WHAT THE TASK REQUIRES » Every entry below should be printed exactly, without its images.

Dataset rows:
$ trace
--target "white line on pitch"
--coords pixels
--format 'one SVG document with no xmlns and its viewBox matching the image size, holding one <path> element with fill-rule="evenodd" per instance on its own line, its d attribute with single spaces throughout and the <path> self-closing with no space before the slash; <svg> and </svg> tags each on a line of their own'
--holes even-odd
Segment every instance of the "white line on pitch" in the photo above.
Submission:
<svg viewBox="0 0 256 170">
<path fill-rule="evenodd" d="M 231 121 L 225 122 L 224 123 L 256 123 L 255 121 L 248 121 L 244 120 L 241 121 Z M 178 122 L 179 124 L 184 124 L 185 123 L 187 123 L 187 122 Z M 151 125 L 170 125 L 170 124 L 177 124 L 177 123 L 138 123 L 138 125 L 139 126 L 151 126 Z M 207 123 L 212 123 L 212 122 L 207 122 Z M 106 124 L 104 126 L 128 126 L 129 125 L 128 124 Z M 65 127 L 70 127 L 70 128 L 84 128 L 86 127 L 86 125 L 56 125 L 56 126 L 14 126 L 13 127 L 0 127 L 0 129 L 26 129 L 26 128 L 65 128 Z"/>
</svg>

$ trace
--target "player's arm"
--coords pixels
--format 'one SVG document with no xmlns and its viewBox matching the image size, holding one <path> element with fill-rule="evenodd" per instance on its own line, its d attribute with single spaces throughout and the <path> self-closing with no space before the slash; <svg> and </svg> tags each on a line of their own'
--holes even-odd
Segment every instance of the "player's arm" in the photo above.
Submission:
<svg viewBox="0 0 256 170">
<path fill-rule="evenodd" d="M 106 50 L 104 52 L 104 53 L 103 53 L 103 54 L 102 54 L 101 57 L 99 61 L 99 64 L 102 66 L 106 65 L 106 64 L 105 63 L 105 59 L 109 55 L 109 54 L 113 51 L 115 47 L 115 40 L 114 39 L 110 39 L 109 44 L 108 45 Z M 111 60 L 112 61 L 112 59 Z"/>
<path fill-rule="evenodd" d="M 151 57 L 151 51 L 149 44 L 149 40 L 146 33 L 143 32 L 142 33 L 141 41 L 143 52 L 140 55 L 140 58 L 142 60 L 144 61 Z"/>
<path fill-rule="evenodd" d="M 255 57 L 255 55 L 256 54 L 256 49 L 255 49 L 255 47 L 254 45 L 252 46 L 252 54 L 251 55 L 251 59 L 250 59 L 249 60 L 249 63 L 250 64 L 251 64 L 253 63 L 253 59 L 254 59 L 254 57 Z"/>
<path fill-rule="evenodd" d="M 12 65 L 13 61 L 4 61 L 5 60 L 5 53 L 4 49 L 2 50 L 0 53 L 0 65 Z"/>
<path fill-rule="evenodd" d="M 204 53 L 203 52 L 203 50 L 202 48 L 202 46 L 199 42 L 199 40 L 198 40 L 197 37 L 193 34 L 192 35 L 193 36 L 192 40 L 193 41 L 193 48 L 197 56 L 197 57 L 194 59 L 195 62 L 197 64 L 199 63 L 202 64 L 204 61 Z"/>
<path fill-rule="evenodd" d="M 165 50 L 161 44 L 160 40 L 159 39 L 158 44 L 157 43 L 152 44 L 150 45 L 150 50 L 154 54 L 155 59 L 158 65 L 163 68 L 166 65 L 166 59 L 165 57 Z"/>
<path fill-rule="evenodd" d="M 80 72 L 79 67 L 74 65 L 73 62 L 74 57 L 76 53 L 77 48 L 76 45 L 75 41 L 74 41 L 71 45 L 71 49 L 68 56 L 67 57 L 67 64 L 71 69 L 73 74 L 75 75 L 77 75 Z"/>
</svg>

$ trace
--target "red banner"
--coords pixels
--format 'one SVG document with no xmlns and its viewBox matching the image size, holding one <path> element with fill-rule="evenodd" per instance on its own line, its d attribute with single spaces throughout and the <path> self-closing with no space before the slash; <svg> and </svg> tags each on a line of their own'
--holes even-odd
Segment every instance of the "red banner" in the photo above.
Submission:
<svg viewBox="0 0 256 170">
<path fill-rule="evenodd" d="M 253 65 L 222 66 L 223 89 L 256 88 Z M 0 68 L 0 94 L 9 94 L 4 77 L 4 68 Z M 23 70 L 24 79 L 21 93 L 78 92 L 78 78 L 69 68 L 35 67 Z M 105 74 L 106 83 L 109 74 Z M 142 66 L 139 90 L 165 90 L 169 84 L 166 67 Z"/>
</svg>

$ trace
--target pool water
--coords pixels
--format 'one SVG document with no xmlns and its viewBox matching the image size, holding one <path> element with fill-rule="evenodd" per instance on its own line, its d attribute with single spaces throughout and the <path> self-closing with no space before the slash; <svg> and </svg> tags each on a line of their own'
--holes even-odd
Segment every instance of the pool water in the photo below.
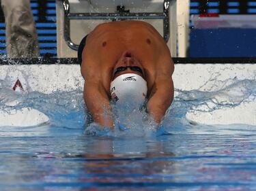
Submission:
<svg viewBox="0 0 256 191">
<path fill-rule="evenodd" d="M 81 90 L 17 94 L 1 82 L 0 109 L 16 99 L 15 108 L 37 109 L 50 122 L 0 127 L 1 190 L 256 190 L 256 126 L 192 124 L 185 118 L 212 101 L 207 109 L 255 101 L 254 80 L 204 92 L 175 90 L 160 130 L 135 111 L 122 116 L 128 129 L 100 132 L 93 124 L 94 135 L 85 131 Z"/>
</svg>

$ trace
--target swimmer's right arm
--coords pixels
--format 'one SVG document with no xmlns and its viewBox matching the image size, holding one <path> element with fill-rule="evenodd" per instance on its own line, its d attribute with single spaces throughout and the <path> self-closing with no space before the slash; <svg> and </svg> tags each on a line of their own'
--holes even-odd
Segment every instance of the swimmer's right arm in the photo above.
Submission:
<svg viewBox="0 0 256 191">
<path fill-rule="evenodd" d="M 102 127 L 113 130 L 111 109 L 107 93 L 99 83 L 85 82 L 83 98 L 87 109 L 91 112 L 94 121 Z"/>
</svg>

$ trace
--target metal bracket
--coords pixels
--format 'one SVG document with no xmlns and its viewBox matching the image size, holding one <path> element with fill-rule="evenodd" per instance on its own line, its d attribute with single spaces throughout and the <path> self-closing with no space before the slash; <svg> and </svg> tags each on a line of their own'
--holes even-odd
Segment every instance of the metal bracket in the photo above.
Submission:
<svg viewBox="0 0 256 191">
<path fill-rule="evenodd" d="M 169 10 L 170 1 L 164 0 L 162 12 L 116 12 L 116 13 L 70 13 L 68 0 L 61 0 L 64 8 L 64 39 L 68 47 L 77 50 L 79 45 L 70 38 L 70 20 L 126 20 L 126 19 L 162 19 L 163 20 L 164 39 L 167 43 L 170 37 Z"/>
</svg>

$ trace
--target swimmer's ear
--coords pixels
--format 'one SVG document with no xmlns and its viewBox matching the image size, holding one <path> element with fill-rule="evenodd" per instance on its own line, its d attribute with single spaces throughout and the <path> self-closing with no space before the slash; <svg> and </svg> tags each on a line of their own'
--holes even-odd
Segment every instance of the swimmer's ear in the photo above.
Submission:
<svg viewBox="0 0 256 191">
<path fill-rule="evenodd" d="M 147 112 L 147 102 L 148 102 L 147 99 L 145 99 L 145 101 L 144 101 L 143 104 L 142 104 L 141 105 L 141 107 L 139 107 L 139 111 L 141 112 L 145 111 L 145 112 L 146 112 L 147 114 L 148 114 L 148 112 Z"/>
</svg>

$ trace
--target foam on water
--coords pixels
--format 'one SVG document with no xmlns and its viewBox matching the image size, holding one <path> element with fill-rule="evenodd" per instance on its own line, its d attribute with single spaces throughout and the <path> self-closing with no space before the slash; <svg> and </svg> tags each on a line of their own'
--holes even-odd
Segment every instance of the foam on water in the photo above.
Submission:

THE RESULT »
$ trace
--target "white line on pitch"
--coords pixels
--format 'one SVG document with no xmlns and its viewBox matching the image size, holding one <path> element with fill-rule="evenodd" per instance on its own line, its d attribute with single spaces throughout and the <path> self-closing with no space before the slash; <svg> and </svg> tags each on a line of their own'
--holes even-odd
Segment every instance of the "white line on pitch" in the photo above.
Submission:
<svg viewBox="0 0 256 170">
<path fill-rule="evenodd" d="M 231 121 L 225 122 L 224 123 L 256 123 L 255 121 L 248 121 L 244 120 L 241 121 Z M 178 122 L 179 124 L 184 124 L 185 123 L 187 123 L 187 122 Z M 151 125 L 170 125 L 170 124 L 177 124 L 177 123 L 138 123 L 138 125 L 139 126 L 151 126 Z M 207 123 L 212 123 L 212 122 L 207 122 Z M 106 124 L 104 126 L 128 126 L 129 125 L 128 124 Z M 65 127 L 70 127 L 70 128 L 84 128 L 86 127 L 86 125 L 56 125 L 56 126 L 14 126 L 13 127 L 0 127 L 0 129 L 26 129 L 26 128 L 65 128 Z"/>
</svg>

$ trace
--target "player's arm"
--coords pixels
--format 'one SVG document with no xmlns and its viewBox matching the image size, holding one <path> element with fill-rule="evenodd" per instance on its own line, its d attribute with single spaces throughout and the <path> self-closing with no space before the slash; <svg> and </svg> tags each on a line of their own'
--holes even-odd
Segment every instance of the "player's arm" in the photo above.
Submission:
<svg viewBox="0 0 256 170">
<path fill-rule="evenodd" d="M 106 50 L 104 52 L 104 53 L 103 53 L 103 54 L 102 54 L 101 57 L 99 61 L 99 64 L 102 66 L 106 65 L 106 64 L 105 63 L 105 59 L 109 55 L 109 54 L 113 51 L 115 47 L 115 40 L 114 39 L 110 39 L 109 44 L 108 45 Z M 111 60 L 112 61 L 112 59 Z"/>
<path fill-rule="evenodd" d="M 151 57 L 151 51 L 149 44 L 149 40 L 146 33 L 143 32 L 142 33 L 141 41 L 143 52 L 140 55 L 140 58 L 142 60 L 144 61 Z"/>
<path fill-rule="evenodd" d="M 255 57 L 255 55 L 256 54 L 256 49 L 255 49 L 255 47 L 254 45 L 252 46 L 252 54 L 251 55 L 251 59 L 250 59 L 249 60 L 249 63 L 250 64 L 251 64 L 253 63 L 253 59 L 254 59 L 254 57 Z"/>
<path fill-rule="evenodd" d="M 12 65 L 13 61 L 4 61 L 5 60 L 5 53 L 4 49 L 2 50 L 0 53 L 0 65 Z"/>
<path fill-rule="evenodd" d="M 204 53 L 203 52 L 203 50 L 202 48 L 202 46 L 199 42 L 199 40 L 198 40 L 197 37 L 193 34 L 192 35 L 193 36 L 192 40 L 193 41 L 193 48 L 197 56 L 197 57 L 194 59 L 195 62 L 197 64 L 199 63 L 202 64 L 204 61 Z"/>
<path fill-rule="evenodd" d="M 165 50 L 161 44 L 160 40 L 159 39 L 158 44 L 157 43 L 152 44 L 150 45 L 150 50 L 154 54 L 155 59 L 158 65 L 163 68 L 166 65 L 166 59 L 165 57 Z"/>
<path fill-rule="evenodd" d="M 80 72 L 79 67 L 74 65 L 73 62 L 74 57 L 76 53 L 77 48 L 76 45 L 75 41 L 74 41 L 71 45 L 71 49 L 68 56 L 67 57 L 67 64 L 71 69 L 73 74 L 75 75 L 77 75 Z"/>
</svg>

$ trace
--target "red banner"
--coords pixels
--format 'one SVG document with no xmlns and its viewBox matching the image size, holding one <path> element with fill-rule="evenodd" per instance on its own line, its d attribute with single spaces throughout and the <path> self-closing with no space before the slash; <svg> and </svg> tags each on a line of their own'
--holes even-odd
Segment every instance of the "red banner" in the photo above.
Submission:
<svg viewBox="0 0 256 170">
<path fill-rule="evenodd" d="M 253 65 L 222 66 L 223 89 L 256 88 Z M 0 68 L 0 94 L 9 94 L 4 77 L 4 68 Z M 23 70 L 24 79 L 21 93 L 78 92 L 78 78 L 69 68 L 35 67 Z M 105 74 L 106 83 L 109 74 Z M 142 66 L 139 90 L 165 90 L 169 84 L 166 67 Z"/>
</svg>

$ trace
--target pool water
--coords pixels
--format 'one SVG document with no xmlns and its viewBox matching the image size, holding one <path> element with fill-rule="evenodd" per instance on its own line, its d attribute with single spaces throughout and the <path> self-closing with no space before the slash; <svg> and </svg> tags each on a line of their own'
--holes even-odd
Segment every instance of the pool water in the photo below.
Submission:
<svg viewBox="0 0 256 191">
<path fill-rule="evenodd" d="M 81 90 L 17 94 L 1 82 L 0 109 L 16 99 L 15 108 L 37 109 L 50 122 L 0 127 L 1 190 L 256 190 L 256 126 L 192 124 L 185 118 L 212 101 L 207 109 L 255 101 L 254 80 L 204 92 L 175 90 L 160 130 L 135 111 L 122 116 L 128 129 L 100 132 L 93 124 L 94 135 L 85 131 Z"/>
</svg>

$ trace
--target swimmer's right arm
--coords pixels
--format 'one SVG document with no xmlns and its viewBox matching the image size, holding one <path> element with fill-rule="evenodd" per instance on its own line, its d attribute with single spaces throughout and the <path> self-closing with no space before the slash; <svg> and </svg> tags each on a line of their own'
--holes even-odd
Segment every instance of the swimmer's right arm in the photo above.
Submission:
<svg viewBox="0 0 256 191">
<path fill-rule="evenodd" d="M 102 127 L 113 130 L 111 109 L 107 93 L 99 83 L 85 82 L 83 98 L 87 109 L 91 112 L 94 121 Z"/>
</svg>

$ trace
--target metal bracket
--coords pixels
--format 'one SVG document with no xmlns and its viewBox matching the image size, holding one <path> element with fill-rule="evenodd" per instance on its own line, its d attribute with single spaces throughout and the <path> self-closing with no space before the slash; <svg> and </svg> tags each on a line of their own'
--holes even-odd
Segment every instance of the metal bracket in the photo above.
Submission:
<svg viewBox="0 0 256 191">
<path fill-rule="evenodd" d="M 169 10 L 170 1 L 164 0 L 162 12 L 116 12 L 116 13 L 70 13 L 68 0 L 61 0 L 64 8 L 64 39 L 68 47 L 77 50 L 79 45 L 70 38 L 70 20 L 126 20 L 126 19 L 162 19 L 163 20 L 164 39 L 167 43 L 170 37 Z"/>
</svg>

$ trace
--target swimmer's ear
--coords pixels
--format 'one SVG document with no xmlns and its viewBox matching the image size, holding one <path> element with fill-rule="evenodd" per instance on its own line, its d attribute with single spaces throughout and the <path> self-closing with no space before the slash; <svg> and </svg> tags each on a line of their own'
--holes even-odd
Segment every instance of the swimmer's ear in the photo above.
Submission:
<svg viewBox="0 0 256 191">
<path fill-rule="evenodd" d="M 147 112 L 147 102 L 148 102 L 147 99 L 145 99 L 145 101 L 144 101 L 143 104 L 142 104 L 141 105 L 141 107 L 139 107 L 139 111 L 141 112 L 145 111 L 145 112 L 146 112 L 147 114 L 148 114 L 148 112 Z"/>
</svg>

$ trace
--target foam on water
--coords pixels
--format 'one SVG document with no xmlns and its viewBox matching the image size, holding one <path> element with fill-rule="evenodd" per instance on its own line, its d attribute with single spaces throughout and the <path> self-closing with no space before the slash; <svg> and </svg> tags each on a line of their own'
--holes even-odd
Segment every instance of the foam on water in the photo above.
Submission:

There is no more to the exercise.